• [Short exercise]:
Find the line that contains "point: sponsor decal" in the entries below. Output it and each later line exactly, and nothing else.

• [Information given]:
•••••
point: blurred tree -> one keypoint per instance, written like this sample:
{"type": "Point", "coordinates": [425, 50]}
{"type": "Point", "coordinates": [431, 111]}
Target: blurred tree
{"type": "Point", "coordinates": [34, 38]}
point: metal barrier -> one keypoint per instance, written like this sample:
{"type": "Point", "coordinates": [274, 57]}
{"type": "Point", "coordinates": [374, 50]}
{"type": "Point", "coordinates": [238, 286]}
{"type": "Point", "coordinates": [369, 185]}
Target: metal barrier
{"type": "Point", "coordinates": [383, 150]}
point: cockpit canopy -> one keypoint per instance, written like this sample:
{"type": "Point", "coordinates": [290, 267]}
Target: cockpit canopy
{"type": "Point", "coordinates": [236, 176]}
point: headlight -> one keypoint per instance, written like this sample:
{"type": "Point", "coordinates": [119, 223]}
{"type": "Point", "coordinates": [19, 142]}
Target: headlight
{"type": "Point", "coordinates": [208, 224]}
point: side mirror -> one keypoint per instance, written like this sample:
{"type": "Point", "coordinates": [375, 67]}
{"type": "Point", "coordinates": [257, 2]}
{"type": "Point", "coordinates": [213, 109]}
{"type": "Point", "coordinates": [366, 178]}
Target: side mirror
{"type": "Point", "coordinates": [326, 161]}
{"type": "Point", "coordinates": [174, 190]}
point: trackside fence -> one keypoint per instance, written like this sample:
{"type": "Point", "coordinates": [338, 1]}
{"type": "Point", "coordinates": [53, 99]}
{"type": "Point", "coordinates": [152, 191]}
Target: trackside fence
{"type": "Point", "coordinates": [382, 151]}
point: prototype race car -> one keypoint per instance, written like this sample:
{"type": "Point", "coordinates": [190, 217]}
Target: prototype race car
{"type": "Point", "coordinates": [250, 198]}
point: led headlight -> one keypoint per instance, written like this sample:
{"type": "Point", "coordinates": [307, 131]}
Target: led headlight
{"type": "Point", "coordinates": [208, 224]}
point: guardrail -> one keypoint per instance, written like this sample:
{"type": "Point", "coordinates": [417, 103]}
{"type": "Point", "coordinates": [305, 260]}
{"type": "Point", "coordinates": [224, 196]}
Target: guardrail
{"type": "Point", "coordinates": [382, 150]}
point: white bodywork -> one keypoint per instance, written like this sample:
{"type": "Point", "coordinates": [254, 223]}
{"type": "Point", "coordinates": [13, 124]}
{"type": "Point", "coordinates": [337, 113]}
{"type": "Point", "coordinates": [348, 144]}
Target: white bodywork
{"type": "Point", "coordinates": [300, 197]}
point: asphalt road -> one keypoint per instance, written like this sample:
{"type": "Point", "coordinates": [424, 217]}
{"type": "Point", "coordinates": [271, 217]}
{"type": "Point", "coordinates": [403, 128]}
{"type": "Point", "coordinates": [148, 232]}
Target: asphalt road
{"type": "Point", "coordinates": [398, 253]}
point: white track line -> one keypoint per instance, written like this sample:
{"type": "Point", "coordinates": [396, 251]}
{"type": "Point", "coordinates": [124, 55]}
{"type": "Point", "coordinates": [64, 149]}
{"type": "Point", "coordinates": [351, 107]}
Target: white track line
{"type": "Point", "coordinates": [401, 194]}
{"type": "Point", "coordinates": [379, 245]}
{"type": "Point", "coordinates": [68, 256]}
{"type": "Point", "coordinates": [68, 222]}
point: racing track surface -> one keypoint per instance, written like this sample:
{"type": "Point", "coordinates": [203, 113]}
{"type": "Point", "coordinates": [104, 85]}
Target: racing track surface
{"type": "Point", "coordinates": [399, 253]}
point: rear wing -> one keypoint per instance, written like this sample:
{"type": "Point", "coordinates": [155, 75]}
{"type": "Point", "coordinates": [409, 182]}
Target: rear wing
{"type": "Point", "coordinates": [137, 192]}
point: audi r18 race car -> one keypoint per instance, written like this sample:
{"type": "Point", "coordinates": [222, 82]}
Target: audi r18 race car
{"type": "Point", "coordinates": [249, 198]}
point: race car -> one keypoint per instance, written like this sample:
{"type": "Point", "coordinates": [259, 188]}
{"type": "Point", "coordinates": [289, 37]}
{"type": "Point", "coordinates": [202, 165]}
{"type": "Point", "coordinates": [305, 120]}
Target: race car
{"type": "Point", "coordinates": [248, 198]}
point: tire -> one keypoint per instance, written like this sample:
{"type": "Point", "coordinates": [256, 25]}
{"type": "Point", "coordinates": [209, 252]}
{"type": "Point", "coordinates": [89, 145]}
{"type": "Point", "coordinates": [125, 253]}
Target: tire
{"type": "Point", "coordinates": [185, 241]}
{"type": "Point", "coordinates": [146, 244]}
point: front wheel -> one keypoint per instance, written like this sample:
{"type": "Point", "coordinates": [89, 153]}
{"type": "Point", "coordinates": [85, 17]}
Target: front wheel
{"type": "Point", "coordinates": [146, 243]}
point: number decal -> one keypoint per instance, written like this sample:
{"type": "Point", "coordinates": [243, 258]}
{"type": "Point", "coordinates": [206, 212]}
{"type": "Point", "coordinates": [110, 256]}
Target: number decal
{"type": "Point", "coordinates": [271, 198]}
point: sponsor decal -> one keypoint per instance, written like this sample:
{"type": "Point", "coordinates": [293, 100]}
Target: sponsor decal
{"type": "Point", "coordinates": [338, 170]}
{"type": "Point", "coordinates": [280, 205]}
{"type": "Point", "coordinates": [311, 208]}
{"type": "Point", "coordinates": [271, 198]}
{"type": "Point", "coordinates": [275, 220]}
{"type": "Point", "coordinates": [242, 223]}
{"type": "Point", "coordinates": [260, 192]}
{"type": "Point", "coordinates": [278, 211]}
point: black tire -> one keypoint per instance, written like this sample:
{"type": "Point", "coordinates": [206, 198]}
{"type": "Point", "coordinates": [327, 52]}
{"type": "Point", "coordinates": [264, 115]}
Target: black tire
•••••
• [Response to this task]:
point: sponsor decal -> one keypoint per instance, written like this sample:
{"type": "Point", "coordinates": [293, 100]}
Target: sponsor decal
{"type": "Point", "coordinates": [338, 170]}
{"type": "Point", "coordinates": [280, 205]}
{"type": "Point", "coordinates": [311, 208]}
{"type": "Point", "coordinates": [271, 198]}
{"type": "Point", "coordinates": [275, 220]}
{"type": "Point", "coordinates": [242, 223]}
{"type": "Point", "coordinates": [260, 192]}
{"type": "Point", "coordinates": [278, 211]}
point: black tire -> one keypoint per instance, written like this sample:
{"type": "Point", "coordinates": [206, 198]}
{"type": "Point", "coordinates": [327, 52]}
{"type": "Point", "coordinates": [264, 115]}
Target: black tire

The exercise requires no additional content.